PROMPT: Reproduce the rows below with every occurrence of "fill-rule evenodd" swapped for "fill-rule nonzero", leaving everything else untouched.

Rows from a data collection:
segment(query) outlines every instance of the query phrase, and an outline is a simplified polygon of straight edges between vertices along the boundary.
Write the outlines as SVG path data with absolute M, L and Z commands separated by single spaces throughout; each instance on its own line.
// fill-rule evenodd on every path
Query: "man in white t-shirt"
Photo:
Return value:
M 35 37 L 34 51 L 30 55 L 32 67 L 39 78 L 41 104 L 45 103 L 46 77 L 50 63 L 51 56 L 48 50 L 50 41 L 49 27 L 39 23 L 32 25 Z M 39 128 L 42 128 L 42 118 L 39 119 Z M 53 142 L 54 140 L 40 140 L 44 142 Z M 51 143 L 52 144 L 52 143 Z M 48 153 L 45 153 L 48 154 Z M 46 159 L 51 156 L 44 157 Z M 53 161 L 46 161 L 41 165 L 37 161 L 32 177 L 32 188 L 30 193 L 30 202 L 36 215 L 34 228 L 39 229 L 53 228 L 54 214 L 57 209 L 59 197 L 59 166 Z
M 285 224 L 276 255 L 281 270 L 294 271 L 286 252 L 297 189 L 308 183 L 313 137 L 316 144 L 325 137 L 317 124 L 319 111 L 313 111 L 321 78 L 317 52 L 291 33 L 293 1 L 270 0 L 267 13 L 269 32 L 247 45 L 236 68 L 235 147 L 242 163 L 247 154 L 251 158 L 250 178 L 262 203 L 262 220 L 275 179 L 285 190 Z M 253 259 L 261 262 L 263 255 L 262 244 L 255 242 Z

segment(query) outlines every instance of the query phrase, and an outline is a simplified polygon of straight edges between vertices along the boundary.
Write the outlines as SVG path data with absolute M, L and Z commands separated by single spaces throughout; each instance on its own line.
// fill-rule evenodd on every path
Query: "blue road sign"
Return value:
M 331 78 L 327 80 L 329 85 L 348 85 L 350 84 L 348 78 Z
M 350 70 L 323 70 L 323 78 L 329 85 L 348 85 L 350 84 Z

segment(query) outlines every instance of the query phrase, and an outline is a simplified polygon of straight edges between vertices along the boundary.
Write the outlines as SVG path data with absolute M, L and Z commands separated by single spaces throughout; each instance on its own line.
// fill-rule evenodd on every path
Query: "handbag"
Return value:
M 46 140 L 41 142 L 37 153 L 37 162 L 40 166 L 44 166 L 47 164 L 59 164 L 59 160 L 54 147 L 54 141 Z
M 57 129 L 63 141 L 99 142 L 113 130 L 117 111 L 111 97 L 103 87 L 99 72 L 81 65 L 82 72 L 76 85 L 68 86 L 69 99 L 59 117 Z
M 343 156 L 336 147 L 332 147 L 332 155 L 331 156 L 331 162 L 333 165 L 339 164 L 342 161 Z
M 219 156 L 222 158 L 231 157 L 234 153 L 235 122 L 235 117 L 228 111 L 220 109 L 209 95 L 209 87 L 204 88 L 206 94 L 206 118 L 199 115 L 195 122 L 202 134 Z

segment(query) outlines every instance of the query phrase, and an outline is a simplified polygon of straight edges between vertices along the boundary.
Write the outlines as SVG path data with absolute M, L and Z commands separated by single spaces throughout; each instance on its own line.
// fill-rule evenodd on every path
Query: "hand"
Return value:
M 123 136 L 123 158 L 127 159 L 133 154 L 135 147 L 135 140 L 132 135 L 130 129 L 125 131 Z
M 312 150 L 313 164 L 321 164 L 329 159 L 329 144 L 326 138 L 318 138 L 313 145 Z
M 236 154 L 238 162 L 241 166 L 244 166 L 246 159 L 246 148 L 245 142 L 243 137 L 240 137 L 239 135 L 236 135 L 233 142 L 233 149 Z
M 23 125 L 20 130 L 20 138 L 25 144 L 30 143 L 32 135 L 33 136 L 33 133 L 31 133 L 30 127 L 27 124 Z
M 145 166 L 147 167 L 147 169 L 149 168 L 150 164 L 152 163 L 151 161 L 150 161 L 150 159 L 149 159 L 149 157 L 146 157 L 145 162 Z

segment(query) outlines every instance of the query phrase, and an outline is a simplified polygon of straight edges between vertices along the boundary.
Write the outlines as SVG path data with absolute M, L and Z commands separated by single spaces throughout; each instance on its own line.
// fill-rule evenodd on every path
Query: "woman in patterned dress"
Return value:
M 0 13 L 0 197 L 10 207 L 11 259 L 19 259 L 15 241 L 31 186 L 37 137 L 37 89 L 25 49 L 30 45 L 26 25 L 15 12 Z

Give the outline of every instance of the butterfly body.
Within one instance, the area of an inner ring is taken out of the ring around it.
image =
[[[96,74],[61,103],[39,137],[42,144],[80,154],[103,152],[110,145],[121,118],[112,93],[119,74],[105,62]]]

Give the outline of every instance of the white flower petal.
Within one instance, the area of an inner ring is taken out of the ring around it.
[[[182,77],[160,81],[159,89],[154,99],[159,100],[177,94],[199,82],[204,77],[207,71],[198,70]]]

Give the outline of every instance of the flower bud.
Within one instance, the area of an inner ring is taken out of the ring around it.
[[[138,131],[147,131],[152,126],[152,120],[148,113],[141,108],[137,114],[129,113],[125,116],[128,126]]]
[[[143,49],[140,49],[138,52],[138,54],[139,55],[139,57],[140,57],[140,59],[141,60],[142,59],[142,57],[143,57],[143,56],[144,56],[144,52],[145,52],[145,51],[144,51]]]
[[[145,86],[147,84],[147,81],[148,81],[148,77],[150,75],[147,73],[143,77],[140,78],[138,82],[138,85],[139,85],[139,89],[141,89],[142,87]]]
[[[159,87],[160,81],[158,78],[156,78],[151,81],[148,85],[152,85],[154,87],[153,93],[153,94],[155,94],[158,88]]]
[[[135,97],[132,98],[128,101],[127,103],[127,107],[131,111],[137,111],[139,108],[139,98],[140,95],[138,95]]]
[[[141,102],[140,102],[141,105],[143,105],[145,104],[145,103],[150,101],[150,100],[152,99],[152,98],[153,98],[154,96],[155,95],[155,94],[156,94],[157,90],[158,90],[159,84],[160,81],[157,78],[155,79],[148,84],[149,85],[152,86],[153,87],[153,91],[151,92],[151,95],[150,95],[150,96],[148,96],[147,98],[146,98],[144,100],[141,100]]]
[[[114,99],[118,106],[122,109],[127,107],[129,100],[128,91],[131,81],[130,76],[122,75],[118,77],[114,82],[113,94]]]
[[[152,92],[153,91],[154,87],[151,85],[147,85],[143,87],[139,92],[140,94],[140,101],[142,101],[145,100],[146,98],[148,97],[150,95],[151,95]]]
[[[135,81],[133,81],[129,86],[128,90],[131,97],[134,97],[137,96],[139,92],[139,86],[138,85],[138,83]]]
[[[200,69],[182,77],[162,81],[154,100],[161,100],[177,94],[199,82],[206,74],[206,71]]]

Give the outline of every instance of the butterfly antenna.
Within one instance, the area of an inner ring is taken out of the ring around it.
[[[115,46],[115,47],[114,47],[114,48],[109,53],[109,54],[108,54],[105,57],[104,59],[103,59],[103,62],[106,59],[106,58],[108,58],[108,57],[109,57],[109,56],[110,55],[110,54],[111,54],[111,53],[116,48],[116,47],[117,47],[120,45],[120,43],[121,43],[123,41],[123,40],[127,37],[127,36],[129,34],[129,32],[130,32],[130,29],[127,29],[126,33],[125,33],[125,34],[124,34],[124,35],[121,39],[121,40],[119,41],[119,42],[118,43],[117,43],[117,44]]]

FINAL RESULT:
segment(query) outlines every instance of the query phrase, and an outline is a simplified polygon of straight edges between vertices along the boundary.
Write the outlines as SVG path data with absolute M, L and Z commands separated by single spaces throughout; each instance on its own line.
// fill-rule nonzero on every path
Query: "man in white t-shirt"
Photo:
Return value:
M 35 37 L 34 51 L 30 55 L 32 67 L 39 78 L 41 104 L 45 103 L 46 77 L 50 63 L 51 56 L 48 50 L 50 41 L 49 27 L 39 23 L 32 25 Z M 39 128 L 42 128 L 42 118 L 39 119 Z M 53 142 L 54 140 L 40 140 L 44 142 Z M 51 143 L 52 144 L 52 143 Z M 48 153 L 45 153 L 48 154 Z M 46 159 L 51 156 L 44 157 Z M 53 161 L 46 161 L 41 165 L 37 161 L 32 177 L 32 188 L 30 193 L 30 202 L 36 215 L 34 228 L 39 229 L 53 228 L 54 214 L 57 209 L 59 197 L 59 166 Z
M 285 224 L 276 255 L 281 270 L 294 271 L 286 252 L 297 189 L 308 183 L 313 137 L 316 144 L 325 137 L 317 124 L 319 111 L 313 111 L 321 78 L 317 52 L 291 33 L 293 1 L 270 0 L 267 13 L 269 32 L 247 45 L 236 68 L 235 147 L 242 163 L 247 154 L 251 158 L 250 178 L 262 203 L 262 220 L 275 179 L 285 190 Z M 253 259 L 261 262 L 263 255 L 262 244 L 255 242 Z

segment(query) outlines every instance of the query phrase, and an outline is a simplified polygon of straight edges between vertices along the boundary.
Write the outlines as SVG path data with absolute M, L and Z commands separated by single spaces throughout; each instance on its own line.
// fill-rule nonzero on every path
Query: "blue road sign"
Return value:
M 331 78 L 327 80 L 329 85 L 348 85 L 350 84 L 348 78 Z
M 350 70 L 323 70 L 323 78 L 329 85 L 348 85 L 350 84 Z

segment(query) outlines every instance of the query phrase, and an outline is a simplified polygon of straight edges between vertices along the boundary.
Write the outlines as SVG path data with absolute M, L and Z commands separated by single spaces throughout; each instance on its own line.
// fill-rule nonzero on every path
Query: "handbag"
Return value:
M 46 140 L 41 142 L 37 153 L 37 162 L 40 166 L 44 166 L 47 164 L 59 164 L 59 160 L 54 147 L 54 141 Z
M 57 129 L 63 141 L 99 142 L 113 130 L 117 111 L 111 97 L 103 87 L 99 72 L 81 65 L 82 72 L 76 85 L 68 86 L 69 99 L 59 117 Z
M 343 156 L 336 147 L 332 147 L 332 155 L 331 156 L 331 162 L 333 165 L 339 164 L 342 161 Z
M 219 156 L 222 158 L 231 157 L 234 153 L 235 122 L 235 117 L 228 111 L 220 109 L 209 95 L 209 87 L 204 88 L 206 94 L 206 118 L 199 115 L 195 122 L 202 134 Z

segment(query) outlines every instance of the query phrase, and an outline is a simplified polygon of straight edges between vertices along the boundary.
Write the outlines as SVG path data with absolute M, L and Z commands separated by single spaces throughout; each instance on its own line.
// fill-rule nonzero on every path
Query: "hand"
Return value:
M 123 136 L 123 158 L 127 159 L 133 154 L 135 147 L 135 140 L 132 135 L 130 129 L 125 131 Z
M 312 150 L 313 164 L 321 164 L 329 159 L 329 144 L 326 138 L 318 138 L 313 145 Z
M 236 154 L 238 162 L 241 166 L 244 166 L 246 159 L 246 148 L 245 142 L 243 137 L 240 137 L 239 135 L 236 135 L 233 142 L 233 149 Z
M 23 125 L 20 130 L 20 138 L 25 144 L 30 143 L 32 135 L 33 136 L 33 133 L 31 133 L 30 127 L 27 124 Z
M 145 166 L 147 167 L 147 169 L 149 168 L 150 164 L 152 163 L 151 161 L 150 161 L 150 159 L 149 159 L 149 157 L 146 157 L 145 162 Z

segment(query) outlines every instance of the query phrase, and an outline is a simplified polygon of straight edges between vertices along the boundary.
Write the outlines as SVG path data with absolute M, L and Z commands separated by single spaces throughout; each instance on its own line.
// fill-rule nonzero on every path
Query: "woman in patterned dress"
Return value:
M 0 13 L 0 197 L 10 207 L 11 259 L 19 259 L 15 241 L 31 186 L 37 137 L 37 89 L 25 49 L 30 45 L 26 25 L 15 12 Z

Give the outline of every instance of the butterfly body.
Within one instance, the area of an inner ring is taken out of the ring around it.
image =
[[[96,74],[61,103],[39,137],[42,144],[80,154],[103,152],[110,145],[121,118],[112,93],[119,74],[105,62]]]

Give the outline of every instance of the white flower petal.
Within one instance, the area of an inner ring is taken out of the ring around it.
[[[182,77],[160,81],[159,89],[154,99],[159,100],[177,94],[199,82],[204,77],[207,71],[198,70]]]

Give the outline of every instance of the flower bud.
Within one instance, the area of an inner ring is taken out of the ring around it.
[[[138,131],[147,131],[152,126],[152,120],[148,113],[141,108],[137,114],[129,113],[125,116],[128,126]]]
[[[143,49],[140,49],[138,52],[138,54],[139,55],[139,57],[140,57],[140,59],[141,60],[142,59],[142,57],[143,57],[143,56],[144,56],[144,52],[145,52],[145,51],[144,51]]]
[[[145,86],[147,84],[147,81],[148,81],[148,77],[150,75],[147,73],[143,77],[140,78],[138,82],[138,85],[139,85],[139,89],[141,89],[142,87]]]
[[[159,87],[160,81],[158,78],[156,78],[151,81],[148,85],[152,85],[154,87],[153,93],[153,94],[155,94],[158,88]]]
[[[135,97],[132,98],[128,101],[127,103],[127,107],[131,111],[137,111],[139,108],[139,98],[140,95],[138,95]]]
[[[141,102],[140,102],[141,105],[143,105],[145,104],[145,103],[150,101],[150,100],[152,99],[152,98],[153,98],[154,96],[155,95],[155,94],[156,94],[157,90],[158,90],[159,84],[160,81],[157,78],[155,79],[148,84],[149,85],[152,86],[153,87],[153,91],[151,92],[151,95],[150,95],[150,96],[148,96],[147,98],[146,98],[144,100],[141,100]]]
[[[114,99],[118,106],[122,109],[127,107],[129,100],[128,91],[131,81],[130,76],[122,75],[118,77],[114,82],[113,94]]]
[[[152,92],[153,91],[154,87],[151,85],[147,85],[143,87],[139,92],[140,94],[140,101],[142,101],[145,100],[146,98],[148,97],[150,95],[151,95]]]
[[[135,81],[133,81],[129,86],[128,90],[131,97],[134,97],[137,96],[139,92],[139,86],[138,85],[138,83]]]
[[[200,69],[182,77],[162,81],[154,100],[161,100],[177,94],[199,82],[206,74],[206,71]]]

Give the outline of every instance of the butterfly antenna.
Within one instance, the area of an inner ring is taken out of the ring around it.
[[[115,46],[115,47],[114,47],[114,48],[109,53],[109,54],[108,54],[105,57],[104,59],[103,59],[103,62],[106,59],[106,58],[108,58],[108,57],[109,57],[109,56],[110,55],[110,54],[111,54],[111,53],[116,48],[116,47],[117,47],[120,45],[120,43],[121,43],[123,41],[123,40],[127,37],[127,36],[129,34],[129,32],[130,32],[130,29],[127,29],[126,33],[125,33],[125,34],[124,34],[124,35],[121,39],[121,40],[119,41],[119,42],[118,43],[117,43],[117,44]]]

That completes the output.